— Begin —
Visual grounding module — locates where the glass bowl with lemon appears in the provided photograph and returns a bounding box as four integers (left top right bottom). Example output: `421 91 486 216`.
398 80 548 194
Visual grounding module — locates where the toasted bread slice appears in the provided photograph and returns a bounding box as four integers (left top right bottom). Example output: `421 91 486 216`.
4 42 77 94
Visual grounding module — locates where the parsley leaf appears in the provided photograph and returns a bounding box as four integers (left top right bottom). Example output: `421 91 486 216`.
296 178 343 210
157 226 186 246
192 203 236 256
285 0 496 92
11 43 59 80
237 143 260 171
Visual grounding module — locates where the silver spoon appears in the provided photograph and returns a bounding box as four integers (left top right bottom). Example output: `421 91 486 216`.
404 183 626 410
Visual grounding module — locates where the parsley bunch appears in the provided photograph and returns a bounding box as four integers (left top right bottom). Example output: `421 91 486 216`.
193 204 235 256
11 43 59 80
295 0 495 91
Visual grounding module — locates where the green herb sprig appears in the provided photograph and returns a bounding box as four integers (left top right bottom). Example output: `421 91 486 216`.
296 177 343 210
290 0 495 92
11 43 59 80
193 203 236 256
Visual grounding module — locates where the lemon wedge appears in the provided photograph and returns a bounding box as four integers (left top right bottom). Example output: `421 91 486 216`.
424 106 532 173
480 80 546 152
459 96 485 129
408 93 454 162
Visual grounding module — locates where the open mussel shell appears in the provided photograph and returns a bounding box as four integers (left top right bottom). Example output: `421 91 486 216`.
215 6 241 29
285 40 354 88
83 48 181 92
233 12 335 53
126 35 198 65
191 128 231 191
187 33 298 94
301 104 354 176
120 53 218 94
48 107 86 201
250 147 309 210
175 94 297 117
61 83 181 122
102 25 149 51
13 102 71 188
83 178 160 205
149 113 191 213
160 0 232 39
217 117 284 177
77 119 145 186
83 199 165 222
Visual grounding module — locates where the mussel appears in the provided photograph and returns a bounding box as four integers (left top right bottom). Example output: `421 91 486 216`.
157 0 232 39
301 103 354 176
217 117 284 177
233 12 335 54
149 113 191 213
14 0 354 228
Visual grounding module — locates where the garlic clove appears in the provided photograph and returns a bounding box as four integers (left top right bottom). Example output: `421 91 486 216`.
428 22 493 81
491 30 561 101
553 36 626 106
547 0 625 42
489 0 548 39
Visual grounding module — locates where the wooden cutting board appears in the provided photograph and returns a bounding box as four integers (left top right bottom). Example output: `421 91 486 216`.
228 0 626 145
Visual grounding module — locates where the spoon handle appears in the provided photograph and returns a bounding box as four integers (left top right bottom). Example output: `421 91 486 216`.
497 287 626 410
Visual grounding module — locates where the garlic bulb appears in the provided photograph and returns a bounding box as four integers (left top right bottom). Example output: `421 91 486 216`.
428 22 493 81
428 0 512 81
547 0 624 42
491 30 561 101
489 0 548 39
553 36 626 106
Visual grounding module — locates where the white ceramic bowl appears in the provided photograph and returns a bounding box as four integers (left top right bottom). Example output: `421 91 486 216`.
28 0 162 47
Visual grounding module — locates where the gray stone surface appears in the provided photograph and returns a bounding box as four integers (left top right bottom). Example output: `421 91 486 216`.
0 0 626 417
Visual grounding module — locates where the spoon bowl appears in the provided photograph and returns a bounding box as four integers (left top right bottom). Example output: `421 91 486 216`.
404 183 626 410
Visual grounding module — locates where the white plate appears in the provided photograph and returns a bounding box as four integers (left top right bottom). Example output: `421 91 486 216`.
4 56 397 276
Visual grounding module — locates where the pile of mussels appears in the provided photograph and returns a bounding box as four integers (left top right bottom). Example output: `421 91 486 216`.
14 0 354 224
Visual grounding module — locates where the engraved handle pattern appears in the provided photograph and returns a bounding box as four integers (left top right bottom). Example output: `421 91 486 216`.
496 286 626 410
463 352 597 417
— End —
— Begin —
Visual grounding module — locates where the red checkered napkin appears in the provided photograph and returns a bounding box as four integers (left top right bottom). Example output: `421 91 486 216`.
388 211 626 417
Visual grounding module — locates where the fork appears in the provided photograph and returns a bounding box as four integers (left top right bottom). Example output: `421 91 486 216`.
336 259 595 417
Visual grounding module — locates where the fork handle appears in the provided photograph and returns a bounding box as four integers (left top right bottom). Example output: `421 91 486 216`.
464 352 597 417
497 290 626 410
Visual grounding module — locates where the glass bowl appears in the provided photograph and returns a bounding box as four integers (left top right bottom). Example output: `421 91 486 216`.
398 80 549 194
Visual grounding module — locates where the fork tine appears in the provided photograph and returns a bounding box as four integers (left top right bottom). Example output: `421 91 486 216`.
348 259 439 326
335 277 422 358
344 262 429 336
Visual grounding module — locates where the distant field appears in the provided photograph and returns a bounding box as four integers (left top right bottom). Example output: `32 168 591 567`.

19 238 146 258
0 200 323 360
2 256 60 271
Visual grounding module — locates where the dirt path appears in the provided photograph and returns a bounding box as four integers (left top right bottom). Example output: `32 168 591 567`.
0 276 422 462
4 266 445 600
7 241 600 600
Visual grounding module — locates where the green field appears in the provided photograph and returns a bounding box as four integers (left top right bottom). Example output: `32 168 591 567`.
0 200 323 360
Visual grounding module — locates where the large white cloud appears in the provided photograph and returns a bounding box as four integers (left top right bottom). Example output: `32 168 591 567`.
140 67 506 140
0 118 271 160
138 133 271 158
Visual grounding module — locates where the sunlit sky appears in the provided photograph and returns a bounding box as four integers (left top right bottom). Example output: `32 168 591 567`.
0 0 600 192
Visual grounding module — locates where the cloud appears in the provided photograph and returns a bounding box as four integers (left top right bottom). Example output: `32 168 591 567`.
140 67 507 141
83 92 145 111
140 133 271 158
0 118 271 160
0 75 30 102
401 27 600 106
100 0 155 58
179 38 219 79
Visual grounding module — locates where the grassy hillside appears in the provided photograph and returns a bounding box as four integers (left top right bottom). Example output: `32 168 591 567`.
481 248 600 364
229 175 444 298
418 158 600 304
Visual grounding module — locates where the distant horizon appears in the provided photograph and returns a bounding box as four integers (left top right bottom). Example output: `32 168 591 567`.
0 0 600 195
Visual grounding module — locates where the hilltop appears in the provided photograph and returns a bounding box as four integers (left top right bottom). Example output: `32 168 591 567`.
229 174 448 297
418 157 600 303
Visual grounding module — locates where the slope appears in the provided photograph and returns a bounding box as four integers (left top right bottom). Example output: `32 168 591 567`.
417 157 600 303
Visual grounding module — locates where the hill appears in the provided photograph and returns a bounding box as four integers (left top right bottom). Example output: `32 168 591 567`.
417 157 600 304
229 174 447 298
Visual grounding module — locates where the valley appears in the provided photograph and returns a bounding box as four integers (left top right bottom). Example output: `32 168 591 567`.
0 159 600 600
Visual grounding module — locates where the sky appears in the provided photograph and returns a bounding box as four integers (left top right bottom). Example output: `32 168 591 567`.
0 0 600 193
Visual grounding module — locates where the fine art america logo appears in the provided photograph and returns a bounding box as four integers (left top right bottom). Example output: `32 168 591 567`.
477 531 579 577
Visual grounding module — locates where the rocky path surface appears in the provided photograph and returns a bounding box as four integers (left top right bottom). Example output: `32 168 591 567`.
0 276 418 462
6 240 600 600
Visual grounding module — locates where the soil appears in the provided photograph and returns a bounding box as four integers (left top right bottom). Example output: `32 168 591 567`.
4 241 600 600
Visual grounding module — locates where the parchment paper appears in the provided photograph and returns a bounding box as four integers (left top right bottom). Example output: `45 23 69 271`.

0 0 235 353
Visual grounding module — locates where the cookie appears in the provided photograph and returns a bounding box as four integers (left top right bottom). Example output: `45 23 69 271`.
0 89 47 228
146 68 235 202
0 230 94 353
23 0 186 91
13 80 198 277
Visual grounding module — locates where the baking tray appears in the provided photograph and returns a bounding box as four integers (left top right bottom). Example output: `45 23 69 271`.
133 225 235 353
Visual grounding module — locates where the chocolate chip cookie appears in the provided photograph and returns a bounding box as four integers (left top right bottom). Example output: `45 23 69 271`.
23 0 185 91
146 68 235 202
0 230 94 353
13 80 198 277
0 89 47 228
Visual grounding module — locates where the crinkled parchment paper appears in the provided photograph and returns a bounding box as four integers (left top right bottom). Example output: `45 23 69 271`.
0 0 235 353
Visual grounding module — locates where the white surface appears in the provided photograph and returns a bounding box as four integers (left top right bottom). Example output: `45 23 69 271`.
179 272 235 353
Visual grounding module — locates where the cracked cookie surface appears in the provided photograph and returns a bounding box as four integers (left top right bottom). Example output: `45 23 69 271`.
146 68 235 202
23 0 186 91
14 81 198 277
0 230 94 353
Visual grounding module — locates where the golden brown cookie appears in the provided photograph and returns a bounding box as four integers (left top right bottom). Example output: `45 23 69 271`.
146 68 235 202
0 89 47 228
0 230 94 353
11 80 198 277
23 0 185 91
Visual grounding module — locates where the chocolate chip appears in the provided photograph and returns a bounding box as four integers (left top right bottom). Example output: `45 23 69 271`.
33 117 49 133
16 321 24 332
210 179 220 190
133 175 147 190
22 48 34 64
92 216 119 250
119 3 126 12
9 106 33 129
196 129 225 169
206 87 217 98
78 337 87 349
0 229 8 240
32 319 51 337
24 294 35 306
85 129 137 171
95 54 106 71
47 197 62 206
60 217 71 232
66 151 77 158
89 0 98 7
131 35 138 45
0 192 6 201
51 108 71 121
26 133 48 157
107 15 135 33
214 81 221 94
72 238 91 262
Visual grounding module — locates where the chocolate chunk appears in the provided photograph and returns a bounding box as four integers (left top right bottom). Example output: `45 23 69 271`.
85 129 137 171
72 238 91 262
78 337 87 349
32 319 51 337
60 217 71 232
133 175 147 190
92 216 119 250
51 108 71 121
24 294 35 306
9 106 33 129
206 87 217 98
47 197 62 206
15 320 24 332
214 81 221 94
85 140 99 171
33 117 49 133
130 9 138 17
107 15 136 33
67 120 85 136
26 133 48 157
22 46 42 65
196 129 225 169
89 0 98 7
— End —
• GIVEN EXERCISE: Rewrite the entries starting at the line containing "Visual grounding module — locates where the glass bowl with" and ending at the line containing "295 0 495 91", swapping "parsley" for "cilantro" and keeping everything else the same.

• ANSWER TO THIS EXERCISE:
Visual grounding module — locates where the glass bowl with lemon appears in the provided photograph and returns a bounding box as four integers (left top right bottom). Example output: `421 91 486 216`.
398 80 548 194
Visual grounding module — locates where the toasted bread slice appears in the provided photograph and returns a bounding box as four integers (left top right bottom). Example output: `421 91 486 216`.
4 42 77 94
Visual grounding module — locates where the cilantro leaf appears in the provided photograph and returns a bounding box as four integers (left top right bottom). Example output: `421 91 486 216`.
296 178 343 210
157 226 186 246
192 203 236 256
285 0 496 92
11 43 59 80
237 143 260 171
Visual grounding module — locates where the silver spoon appears in the provided photograph and returns a bounding box as four integers (left top right bottom). Example output: `421 91 486 216`.
404 183 626 410
Visual grounding module — locates where the cilantro bunch appears in the provided photograph and returns a bounding box as four integers (left top right bottom). Example output: `421 91 486 216`.
193 204 235 256
11 43 59 80
295 0 495 91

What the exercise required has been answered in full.